▶ Consigna 1: En el texto sobre el narrador y sus destinatarios, ¿qué apóstrofe alude a los destinatarios en la conclusión?
▶ Consigna 2: Por favor, prolonga el texto sobre el narrador y sus destinatarios a partir de su última oración.

▶ Texto del ejercicio:
-=-=-

En la conclusión (497-499) se interpela en presente a los destinatarios de la introducción, no sólo implícitos en el «vos», sino aludidos en el apóstrofe: «Señores e amigos» (497a). El uso de los diferentes tiempos verbales corresponde a una marca lingüística diferenciadora de los diversos estratos compositivos10, y su alternancia responde a unos claros móviles: la introducción con la perífrasis cortés, «vos querría contar», refleja un tiempo diferente al del relato, en el que se nos refiere una acción concreta, lo sucedido una vez, para pasar del caso particular a una conclusión general, de la que se extraen enseñanzas válidas para el presente. Por tanto, el narrador se dirige a los narratarios al comienzo y final para presentar el tema o extraer las conclusiones pertinentes. Diversos críticos han puesto en relación estas referencias con las prácticas juglarescas, y asumiendo esta conexión, que en algunos, casos resulta muy clara, también recordaré que la presencia de un tú, o en este caso un «vos» interno, al que se dirige el narrador es una de las constantes del discurso homilético -recuérdese el Libro del Arcipreste de Talavera.11 Desde esta clave se explican bien algunas obras de Berceo y, además, en nuestros caso, queda atestiguada por la recepción de algunas colecciones latinas de miracula próximas al riojano. El códice zaragozano conservado en La Seo contiene también un comentario de carácter no sistemático al texto de los Evangelios, de utilidad probablemente homilética (Escobar Chico, «Descripción codicológica», 76).

-=-=-

▶ Datos proporcionados:
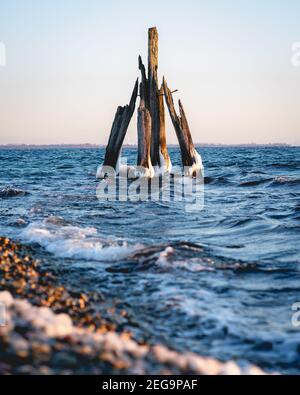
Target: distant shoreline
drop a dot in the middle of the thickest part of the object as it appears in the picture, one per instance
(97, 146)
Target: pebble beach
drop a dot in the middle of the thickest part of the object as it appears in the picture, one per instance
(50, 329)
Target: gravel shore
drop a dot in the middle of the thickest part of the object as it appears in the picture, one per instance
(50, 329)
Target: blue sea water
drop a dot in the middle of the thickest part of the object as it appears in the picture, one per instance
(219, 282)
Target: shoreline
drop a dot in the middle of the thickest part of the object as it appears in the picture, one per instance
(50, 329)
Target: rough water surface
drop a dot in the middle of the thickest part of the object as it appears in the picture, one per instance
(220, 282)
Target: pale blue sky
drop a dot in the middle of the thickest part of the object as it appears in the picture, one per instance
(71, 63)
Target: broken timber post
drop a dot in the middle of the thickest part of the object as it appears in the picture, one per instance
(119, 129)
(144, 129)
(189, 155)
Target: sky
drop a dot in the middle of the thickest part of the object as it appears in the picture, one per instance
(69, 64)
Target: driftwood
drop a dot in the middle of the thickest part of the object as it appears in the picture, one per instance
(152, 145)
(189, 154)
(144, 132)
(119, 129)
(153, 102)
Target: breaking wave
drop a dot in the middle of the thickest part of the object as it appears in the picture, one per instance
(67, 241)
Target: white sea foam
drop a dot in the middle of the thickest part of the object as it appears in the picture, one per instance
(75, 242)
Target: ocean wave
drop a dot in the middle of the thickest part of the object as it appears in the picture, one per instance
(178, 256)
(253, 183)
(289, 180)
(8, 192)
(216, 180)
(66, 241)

-=-=-

▶ Respuesta escrita 1: El apóstrofe «Señores e amigos» (497a).

▶ Respuesta escrita 2:
Entre ambas presencias del narrador se desarrolla el milagro, suceso excepcional, extraordinario, que subyuga a los espíritus medievales mucho más qué lo observado y probado por una ley natural, por un mecanismo regularmente repetido (Le Goff, La civilización, 439). Los milagros se convierten así en una prueba práctica de los poderes de su realizadora y con ellos se promueve la devoción a la Virgen, en una dialéctica interacción, pues el «servicio» a María propicia su intervención sobrenatural. No es extraño que la conclusión general se despliegue en tres estrofas, a diferencia del prólogo que sólo contiene una. Esta estructura perfectamente trabada refleja unos claros procedimientos retóricos. En el relato se distingue el exordium, el milagro y el epílogo conclusivo, cada uno de ellos diferenciado por la alternancia de tiempos. El texto latino carece de preámbulo introductorio, por lo que resulta evidente la voluntad estructuradora de Berceo.
En la breve
presentación descriptiva (462), se indica la
condición del protagonista (monje), su talante y costumbres,
aspectos decisivos en el desarrollo del milagro. La mayoría
de estos personajes los podríamos considerar como bipolares:
a las condiciones positivas se contraponen algunos o algún
vicio (en el sentido de Berceo, equivalente a pecado). Las
cualidades están reflejadas en acciones dirigidas hacia la
Virgen: «amó a la Gloriosa siempre
fazer servicio»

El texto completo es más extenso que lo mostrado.